*INSTRUCTIONS FOR THE TASK*
Reproduce the entries in full, with no changes.

*Entries from a point annotation set*

►

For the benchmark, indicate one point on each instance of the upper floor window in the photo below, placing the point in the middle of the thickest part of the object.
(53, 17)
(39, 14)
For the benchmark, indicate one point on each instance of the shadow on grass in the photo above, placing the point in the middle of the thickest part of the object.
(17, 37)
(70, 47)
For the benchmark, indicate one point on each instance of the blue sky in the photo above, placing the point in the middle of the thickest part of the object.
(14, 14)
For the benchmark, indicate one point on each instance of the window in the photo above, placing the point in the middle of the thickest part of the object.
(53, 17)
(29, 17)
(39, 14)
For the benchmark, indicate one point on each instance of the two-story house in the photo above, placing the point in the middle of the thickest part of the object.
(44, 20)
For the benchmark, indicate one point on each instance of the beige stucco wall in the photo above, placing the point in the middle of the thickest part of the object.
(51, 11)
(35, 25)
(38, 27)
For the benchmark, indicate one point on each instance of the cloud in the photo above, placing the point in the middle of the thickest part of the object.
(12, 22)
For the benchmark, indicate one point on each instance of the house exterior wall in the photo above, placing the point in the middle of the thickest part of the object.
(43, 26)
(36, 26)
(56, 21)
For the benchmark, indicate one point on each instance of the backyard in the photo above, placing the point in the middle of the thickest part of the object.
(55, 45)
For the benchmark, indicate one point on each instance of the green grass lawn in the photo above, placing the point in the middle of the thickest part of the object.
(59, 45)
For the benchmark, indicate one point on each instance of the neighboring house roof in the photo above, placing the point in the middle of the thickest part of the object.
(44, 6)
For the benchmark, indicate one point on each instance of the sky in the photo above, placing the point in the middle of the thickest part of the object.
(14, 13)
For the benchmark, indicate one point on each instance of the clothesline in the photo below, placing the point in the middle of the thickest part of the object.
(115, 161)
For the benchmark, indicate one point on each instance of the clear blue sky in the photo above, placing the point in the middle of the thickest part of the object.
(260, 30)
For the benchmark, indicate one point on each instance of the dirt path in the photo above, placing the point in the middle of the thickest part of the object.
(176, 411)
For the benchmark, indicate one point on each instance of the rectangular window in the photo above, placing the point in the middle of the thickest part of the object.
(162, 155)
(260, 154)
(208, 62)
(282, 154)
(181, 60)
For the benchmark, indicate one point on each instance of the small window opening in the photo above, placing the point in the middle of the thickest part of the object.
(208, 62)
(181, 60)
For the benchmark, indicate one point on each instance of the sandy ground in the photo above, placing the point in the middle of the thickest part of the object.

◄

*SOLUTION BELOW*
For the benchmark, indicate one point on each instance of the upper floor window in the photo below, placing the point in the middle of the thickest part of the object.
(53, 17)
(39, 14)
For the benchmark, indicate one point on each instance of the shadow on grass in the photo above, placing the point in the middle of the thickest part of the object.
(17, 37)
(70, 47)
For the benchmark, indicate one point on each instance of the blue sky in the photo above, placing the point in the middle of the thickest part of the object.
(14, 14)
For the benchmark, indicate one point on each instance of the window in the photo above, placing the point in the middle of the thickest part of the object.
(53, 17)
(29, 17)
(39, 14)
For the benchmark, indicate one point on each instance of the two-story house in the photo above, placing the point in the middle of the thickest part of the object.
(44, 20)
For the benchmark, indicate one point on each instance of the beige stucco wall in the photo above, placing the point in the middle of the thickest part of the object.
(51, 11)
(35, 25)
(38, 27)
For the benchmark, indicate one point on each instance of the cloud in the photo above, placing the point in the middle of the thickest part of the object.
(12, 22)
For the benchmark, indicate one point on each instance of the house exterior wall in the photo above, placing the point in the middle of the thickest part of the object.
(43, 26)
(36, 26)
(56, 21)
For the benchmark, indicate one point on each instance of the backyard in the photo above, placing the point in the middle of the thickest part of the object.
(55, 45)
For the benchmark, indicate one point on each instance of the green grass lawn in the photo above, placing the point in the middle of the thickest part of the object.
(59, 45)
For the benchmark, indicate one point on each instance of the neighboring house roof in the photo above, placing the point in the middle of the thickest part of the object.
(44, 6)
For the benchmark, indicate one point on each instance of the sky in the photo above, placing the point in the middle of the thickest part of the object.
(14, 13)
For the benchmark, indicate one point on each instance of the clothesline in the photo below, placing the point in the middle of the thickest part of the object.
(115, 161)
For the benchmark, indicate one point on each instance of the clear blue sky in the photo above, placing the point in the middle of the thickest part of the object.
(260, 30)
For the benchmark, indicate one point on each instance of the dirt path in the photo above, placing the point in the middle of the thickest part of the object.
(176, 411)
For the benchmark, indicate one point on each instance of the rectangular window in the photo above, placing the point in the middle of the thickest part of the object.
(162, 155)
(260, 154)
(208, 62)
(282, 154)
(181, 60)
For the benchmark, indicate one point on each instance of the small window opening in the photo above, placing the point in the middle of the thickest part of the object.
(208, 62)
(181, 60)
For the benchmark, indicate one point on each instance of the sandy ground in the photo above, placing the point in the middle of the thickest part of the object.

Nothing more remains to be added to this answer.